== TO DO ==
1. Name every database that the abstract on Toxoplasma gondii seroprevalence among Saudi women says was searched for studies.
2. In the abstract on Toxoplasma gondii seroprevalence among Saudi women, what pooled prevalence did the random-effect model give?
3. Write the next part of the abstract on Toxoplasma gondii seroprevalence among Saudi women, starting after its final sentence.

== SELECTED PASSAGE ==
=== Section Start ===

Seroprevalence of Toxoplasma gondii and its associated risk factors among women of reproductive age in Saudi Arabia: a systematic review and meta-analysis

Abstract

Toxoplasma gondii (T. gondii), which infects many warm-blooded animals including humans, causes toxoplasmosis, a globally widespread condition. To date, no research has explored the overall T. gondii infection seroprevalence among women in Saudi Arabia, nor have the risk factors associated with the infection been examined in the Saudi Arabian context. The present systematic review and meta-analysis therefore aimed to investigate toxoplasmosis seroprevalence based on previous study samples of Saudi women of reproductive age, and to establish the potentially risk factors in this national context. PubMed, Science Direct, and Scopus were searched for studies on T. gondii seroprevalence among women in mainland Saudi Arabia published between January 2000 and December 2017. Seroprevalence with 95% CI was presented for each study, and point estimates and their 95% CIs of pooled seroprevalence were then calculated. Twenty papers were eligible for inclusion, with samples totaling 13,597 females of childbearing age (ie, between 15 and 49 years) covering various regions of Saudi Arabia. The pooled estimation for T. gondii prevalence using a random-effect model was calculated as 27.8% (95% CI =20.6%–36.3%). A significant association was observed between age and T. gondii seroprevalence. This review represents the first comprehensive and systematic evaluation of T. gondii infection seroprevalence among Saudi Arabian women, and reports a high prevalence of Toxoplasma infection. Further research is required to support the development of more cost-effective preventive strategies.

=== Section End ===

== RECORDS ==
=== Section Start ===

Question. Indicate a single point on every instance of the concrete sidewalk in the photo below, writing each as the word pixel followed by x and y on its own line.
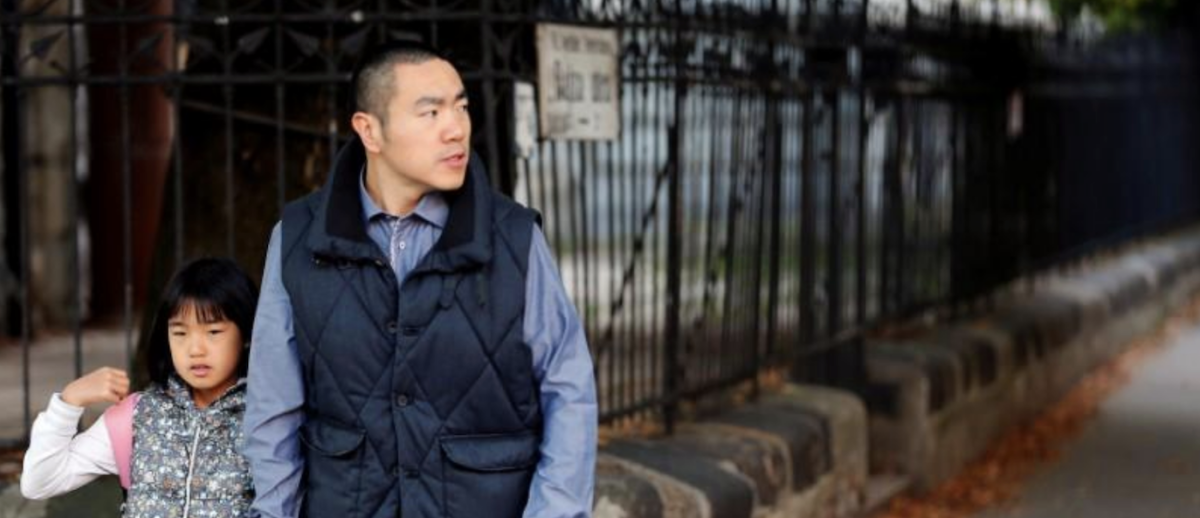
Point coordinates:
pixel 1139 457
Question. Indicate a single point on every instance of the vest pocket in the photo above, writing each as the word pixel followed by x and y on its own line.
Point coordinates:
pixel 333 468
pixel 489 475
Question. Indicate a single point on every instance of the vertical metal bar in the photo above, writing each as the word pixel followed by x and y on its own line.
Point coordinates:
pixel 715 127
pixel 126 188
pixel 491 120
pixel 227 90
pixel 675 232
pixel 583 239
pixel 16 184
pixel 612 240
pixel 575 209
pixel 280 107
pixel 331 70
pixel 25 299
pixel 73 198
pixel 640 242
pixel 900 214
pixel 774 131
pixel 663 128
pixel 861 206
pixel 808 224
pixel 835 266
pixel 177 94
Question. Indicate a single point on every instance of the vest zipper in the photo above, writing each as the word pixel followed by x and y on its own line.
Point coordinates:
pixel 191 468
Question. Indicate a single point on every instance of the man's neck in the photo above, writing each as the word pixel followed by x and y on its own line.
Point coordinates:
pixel 391 193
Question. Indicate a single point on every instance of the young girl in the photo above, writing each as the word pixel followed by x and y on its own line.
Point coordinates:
pixel 175 445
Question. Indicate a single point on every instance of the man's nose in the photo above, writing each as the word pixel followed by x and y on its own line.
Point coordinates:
pixel 455 130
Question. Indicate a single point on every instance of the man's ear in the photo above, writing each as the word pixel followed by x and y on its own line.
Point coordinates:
pixel 370 130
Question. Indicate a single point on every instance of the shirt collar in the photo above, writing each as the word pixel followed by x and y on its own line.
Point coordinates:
pixel 432 208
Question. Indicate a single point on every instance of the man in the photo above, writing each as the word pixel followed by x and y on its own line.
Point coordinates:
pixel 415 353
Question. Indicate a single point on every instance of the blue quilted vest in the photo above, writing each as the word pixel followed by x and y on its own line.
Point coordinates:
pixel 420 397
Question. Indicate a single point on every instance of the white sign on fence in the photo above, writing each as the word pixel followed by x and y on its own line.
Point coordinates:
pixel 577 83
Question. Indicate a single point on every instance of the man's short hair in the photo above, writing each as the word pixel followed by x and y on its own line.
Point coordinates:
pixel 375 77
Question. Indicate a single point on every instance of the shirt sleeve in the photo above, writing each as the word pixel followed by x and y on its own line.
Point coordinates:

=== Section End ===

== ANSWERS TO THE TASKS ==
1. PubMed, Science Direct, Scopus

2. 27.8% (95% CI = 20.6%–36.3%)

3.
Keywords:

• Toxoplasma gondii
• seroprevalence
• Saudi women
• systematic review
• meta-analysis

Introduction

Toxoplasma gondii (T. gondii), an obligate intracellular parasite belonging to phylum Apicomplexa, is a zoonotic protozoan able to infect many warm-blooded animals including humans, resulting in a globally widespread disease known as toxoplasmosis.¹ This disease can potentially cause life-threatening conditions in high-risk groups, including pregnant women and immunodeficient individuals (eg, organ transplant recipients, cancer patients, and HIV-positive patients).^2,3

T. gondii was first discovered a century ago by scientists investigating Leishmania in North Africa.⁴ Toxoplasmosis now infects 30%–50% of the world’s humans, making it a global health hazard.⁵ The Middle East’s overall infection rate is approximately 30%–50%, placing it among the global regions with the highest prevalence.^6,7 The infection’s wide distribution is likely to be due to its complex patterns of transmission and parasite coevolution with multiple hosts.⁸

The global seroprevalence of T. gondii is extremely varied (from 1% to 100%), and frequently also shows significant variations within a country, and even between different regional communities.^9–11 Numerous factors influence these differences, including environmental, socioeconomic, eating and drinking habits, available health care facilities, hygiene and sanitation, host susceptibility, geographical location, and soil humidity.^9,10,12 However, to date, the relative effects of each of these factors have not been fully established, except for the fact that they vary from area to area. Therefore, understanding the possible sources of infection in specific communities can support the planning of cost-effective food safety and public health interventions by providing vital information.¹⁰

As far as the author is aware, no previous research study has investigated the overall seroprevalence of T. gondii infection among women in Saudi Arabia, nor has any prior author explored the overall risk factors influencing the infection in this country. The present systematic review and meta-analysis was therefore carried out to establish T. gondii seroprevalence among previously studied samples of Saudi women of reproductive age, and to evaluate the possible risk factors associated with T. gondii seroprevalence in this sector of the population.

Methods

The review searched three electronic databases (PubMed, Science Direct, and Scopus) for studies published between January 2000 and December 2017. Figure 1 shows the search process and explains how the final number of articles included in the review was reached after following the various steps of the process, along with the number of articles at each stage. The searches used the key words “Toxoplasmosis” or “Toxoplasma” or “Toxoplasma gondii” or “T. gondii” and “Saudi Arabia.”

Figure 1 Flow diagram of the selection process used in the review.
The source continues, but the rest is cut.